▶ **The records**
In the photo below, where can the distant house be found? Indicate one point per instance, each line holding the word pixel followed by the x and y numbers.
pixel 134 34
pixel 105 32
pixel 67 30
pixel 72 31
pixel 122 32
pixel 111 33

▶ **Task instructions**
Write every record out again, unaltered.

▶ **Written answer**
In the photo below, where can the distant house be found? Indicate one point per instance, each line holding the word pixel followed by the x and y numbers.
pixel 134 34
pixel 105 32
pixel 67 30
pixel 72 31
pixel 122 32
pixel 111 33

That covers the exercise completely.